Write out each of the rows below word for word, with nothing changed.

** Start of Given data **

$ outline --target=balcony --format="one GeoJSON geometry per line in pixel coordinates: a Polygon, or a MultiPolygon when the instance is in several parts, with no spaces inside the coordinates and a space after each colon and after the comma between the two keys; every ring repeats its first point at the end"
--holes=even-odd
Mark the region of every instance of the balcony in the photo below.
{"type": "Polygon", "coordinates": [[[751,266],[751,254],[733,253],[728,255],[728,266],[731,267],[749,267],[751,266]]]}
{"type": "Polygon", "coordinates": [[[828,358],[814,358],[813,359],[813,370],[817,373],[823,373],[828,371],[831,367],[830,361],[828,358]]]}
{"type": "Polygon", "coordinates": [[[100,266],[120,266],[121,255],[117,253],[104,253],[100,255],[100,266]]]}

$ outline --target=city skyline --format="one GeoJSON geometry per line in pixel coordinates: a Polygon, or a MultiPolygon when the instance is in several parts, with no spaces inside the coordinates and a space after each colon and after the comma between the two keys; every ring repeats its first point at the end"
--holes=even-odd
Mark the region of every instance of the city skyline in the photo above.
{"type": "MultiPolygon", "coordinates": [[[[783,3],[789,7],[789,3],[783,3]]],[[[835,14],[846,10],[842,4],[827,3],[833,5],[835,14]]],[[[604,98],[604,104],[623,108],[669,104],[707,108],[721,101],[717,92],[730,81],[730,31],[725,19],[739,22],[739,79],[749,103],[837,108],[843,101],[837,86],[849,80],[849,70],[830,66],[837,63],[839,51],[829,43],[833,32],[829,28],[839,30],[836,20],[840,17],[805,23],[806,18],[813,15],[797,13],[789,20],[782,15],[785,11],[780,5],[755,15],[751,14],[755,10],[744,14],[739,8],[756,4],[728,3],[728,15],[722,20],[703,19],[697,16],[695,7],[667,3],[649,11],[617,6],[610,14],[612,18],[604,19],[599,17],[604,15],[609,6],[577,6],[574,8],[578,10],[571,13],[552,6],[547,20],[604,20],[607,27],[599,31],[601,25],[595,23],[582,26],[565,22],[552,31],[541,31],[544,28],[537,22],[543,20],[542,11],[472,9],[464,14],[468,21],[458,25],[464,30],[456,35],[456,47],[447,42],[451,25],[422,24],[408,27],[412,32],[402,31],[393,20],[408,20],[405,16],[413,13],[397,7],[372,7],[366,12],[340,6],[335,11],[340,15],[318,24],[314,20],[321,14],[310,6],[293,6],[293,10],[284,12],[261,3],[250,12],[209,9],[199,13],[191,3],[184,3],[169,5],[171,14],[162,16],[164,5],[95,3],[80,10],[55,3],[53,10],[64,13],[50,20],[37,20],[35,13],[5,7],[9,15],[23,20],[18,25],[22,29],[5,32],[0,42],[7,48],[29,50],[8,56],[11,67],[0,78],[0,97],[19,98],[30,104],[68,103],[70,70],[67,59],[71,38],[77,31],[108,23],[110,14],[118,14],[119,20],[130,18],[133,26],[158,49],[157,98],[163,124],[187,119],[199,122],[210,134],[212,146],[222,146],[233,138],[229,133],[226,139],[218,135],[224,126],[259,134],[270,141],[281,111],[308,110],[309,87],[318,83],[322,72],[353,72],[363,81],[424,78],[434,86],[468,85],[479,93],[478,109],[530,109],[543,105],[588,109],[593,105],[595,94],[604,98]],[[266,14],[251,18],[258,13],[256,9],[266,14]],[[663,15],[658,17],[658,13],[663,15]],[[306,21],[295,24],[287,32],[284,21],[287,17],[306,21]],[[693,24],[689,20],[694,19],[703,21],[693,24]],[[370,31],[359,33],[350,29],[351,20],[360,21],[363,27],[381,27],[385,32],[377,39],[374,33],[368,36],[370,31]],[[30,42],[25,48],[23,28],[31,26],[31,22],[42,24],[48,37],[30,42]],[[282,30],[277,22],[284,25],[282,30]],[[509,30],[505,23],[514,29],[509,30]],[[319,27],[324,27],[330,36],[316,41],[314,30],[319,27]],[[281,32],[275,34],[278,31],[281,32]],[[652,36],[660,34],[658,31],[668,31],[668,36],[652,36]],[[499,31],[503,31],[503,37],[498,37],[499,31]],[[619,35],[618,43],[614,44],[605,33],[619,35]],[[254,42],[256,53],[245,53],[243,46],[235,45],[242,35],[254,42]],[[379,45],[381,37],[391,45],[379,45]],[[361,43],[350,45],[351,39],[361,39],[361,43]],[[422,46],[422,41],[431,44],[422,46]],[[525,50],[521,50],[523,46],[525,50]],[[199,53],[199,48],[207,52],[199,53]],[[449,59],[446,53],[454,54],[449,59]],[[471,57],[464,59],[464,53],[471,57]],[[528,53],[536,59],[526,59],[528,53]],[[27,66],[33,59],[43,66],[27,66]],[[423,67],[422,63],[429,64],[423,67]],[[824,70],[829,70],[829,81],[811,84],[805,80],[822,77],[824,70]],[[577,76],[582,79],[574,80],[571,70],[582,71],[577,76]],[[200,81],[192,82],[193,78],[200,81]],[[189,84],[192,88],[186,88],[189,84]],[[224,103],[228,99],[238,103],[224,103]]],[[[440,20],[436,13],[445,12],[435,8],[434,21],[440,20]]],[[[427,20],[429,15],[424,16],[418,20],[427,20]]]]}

** End of Given data **

▸ **Finished exercise**
$ outline --target=balcony --format="one GeoJSON geometry per line in pixel coordinates: a Polygon, or a MultiPolygon when the instance is in several parts, with no spaces inside the coordinates and a space after each colon and after the comma between the two keys; every ring repeats its first point at the end"
--holes=even-odd
Mark the region of every instance of the balcony in the photo below.
{"type": "Polygon", "coordinates": [[[751,266],[751,254],[733,253],[728,255],[728,266],[731,267],[749,267],[751,266]]]}
{"type": "Polygon", "coordinates": [[[828,358],[814,358],[813,359],[813,370],[817,373],[823,373],[828,371],[831,367],[830,361],[828,358]]]}
{"type": "Polygon", "coordinates": [[[100,266],[120,266],[121,255],[117,253],[104,253],[100,255],[100,266]]]}

$ outline --target=city skyline --format="one GeoJSON geometry per line in pixel coordinates: a Polygon, or a MultiPolygon when the instance is in several parts, with no spaces inside the coordinates and a space after each colon and after the comma between the two keys; every ring repeats its first point at the end"
--holes=even-odd
Mark the region of every instance of the city skyline in the photo above.
{"type": "MultiPolygon", "coordinates": [[[[783,3],[789,7],[789,3],[783,3]]],[[[835,14],[846,10],[842,4],[827,3],[833,5],[835,14]]],[[[604,98],[604,104],[623,108],[669,104],[707,108],[721,101],[717,92],[730,81],[730,31],[725,19],[739,22],[739,79],[749,103],[837,108],[843,101],[837,86],[849,80],[849,70],[830,66],[837,63],[839,51],[829,43],[833,32],[829,28],[839,30],[836,20],[840,17],[805,23],[806,18],[813,15],[797,13],[789,20],[782,15],[785,11],[780,5],[755,15],[751,14],[755,10],[744,14],[739,8],[756,4],[728,3],[728,15],[722,20],[703,19],[697,16],[695,7],[667,3],[649,11],[617,6],[610,14],[612,18],[604,19],[599,17],[604,15],[609,6],[577,6],[574,8],[578,10],[571,13],[552,6],[547,20],[604,20],[607,27],[599,31],[601,25],[595,23],[582,26],[565,22],[552,31],[541,31],[544,28],[537,22],[543,20],[542,11],[472,9],[464,14],[468,21],[458,25],[464,30],[456,35],[456,47],[447,42],[451,25],[422,24],[408,27],[412,32],[402,31],[393,20],[408,20],[405,16],[413,13],[397,7],[372,7],[366,12],[340,6],[335,11],[340,15],[318,24],[314,20],[321,14],[310,6],[293,6],[293,10],[284,12],[261,3],[250,12],[209,9],[199,13],[191,3],[184,3],[169,5],[171,14],[162,16],[164,5],[95,3],[80,10],[55,3],[53,10],[64,13],[50,20],[37,20],[35,13],[5,7],[9,15],[23,20],[18,25],[22,29],[5,32],[0,42],[7,48],[29,50],[8,56],[11,67],[0,78],[0,97],[19,98],[30,104],[68,103],[70,70],[67,59],[71,38],[77,31],[108,23],[110,14],[118,14],[119,20],[130,18],[133,26],[158,49],[157,98],[163,124],[187,119],[199,122],[210,134],[212,146],[222,146],[233,138],[229,133],[226,139],[218,135],[224,126],[259,134],[270,141],[281,111],[308,110],[309,87],[318,83],[322,72],[353,72],[363,81],[424,78],[434,86],[468,85],[479,93],[478,109],[530,109],[543,105],[588,109],[593,105],[595,94],[604,98]],[[266,14],[251,18],[258,13],[256,9],[266,14]],[[663,15],[658,17],[658,13],[663,15]],[[306,21],[295,24],[287,32],[284,21],[287,17],[306,21]],[[693,24],[689,20],[694,19],[703,21],[693,24]],[[370,31],[359,33],[350,29],[351,20],[360,21],[363,27],[381,27],[385,32],[377,39],[374,33],[368,36],[370,31]],[[30,42],[25,48],[23,28],[31,26],[31,22],[42,24],[48,37],[30,42]],[[282,30],[277,22],[284,25],[282,30]],[[509,30],[505,23],[514,29],[509,30]],[[319,27],[324,27],[330,36],[316,41],[314,30],[319,27]],[[281,32],[275,34],[278,31],[281,32]],[[652,36],[660,34],[658,31],[668,31],[668,36],[652,36]],[[499,31],[503,31],[503,37],[498,37],[499,31]],[[619,35],[618,43],[614,44],[605,33],[619,35]],[[254,42],[256,53],[245,53],[243,46],[235,45],[242,35],[254,42]],[[379,45],[381,37],[391,45],[379,45]],[[361,43],[350,45],[351,39],[361,39],[361,43]],[[422,46],[422,41],[431,44],[422,46]],[[525,50],[521,50],[523,46],[525,50]],[[199,53],[199,48],[207,52],[199,53]],[[449,59],[446,53],[454,54],[449,59]],[[471,57],[464,59],[464,53],[471,57]],[[528,53],[536,59],[526,59],[528,53]],[[27,66],[33,59],[43,66],[27,66]],[[423,67],[422,63],[429,64],[423,67]],[[824,70],[829,70],[829,81],[811,84],[805,80],[822,77],[824,70]],[[577,76],[582,79],[574,80],[571,70],[582,71],[577,76]],[[200,81],[192,82],[193,78],[200,81]],[[189,84],[192,88],[186,88],[189,84]],[[224,103],[228,99],[238,103],[224,103]]],[[[440,20],[436,13],[445,12],[435,8],[434,21],[440,20]]],[[[427,20],[429,15],[424,16],[418,20],[427,20]]]]}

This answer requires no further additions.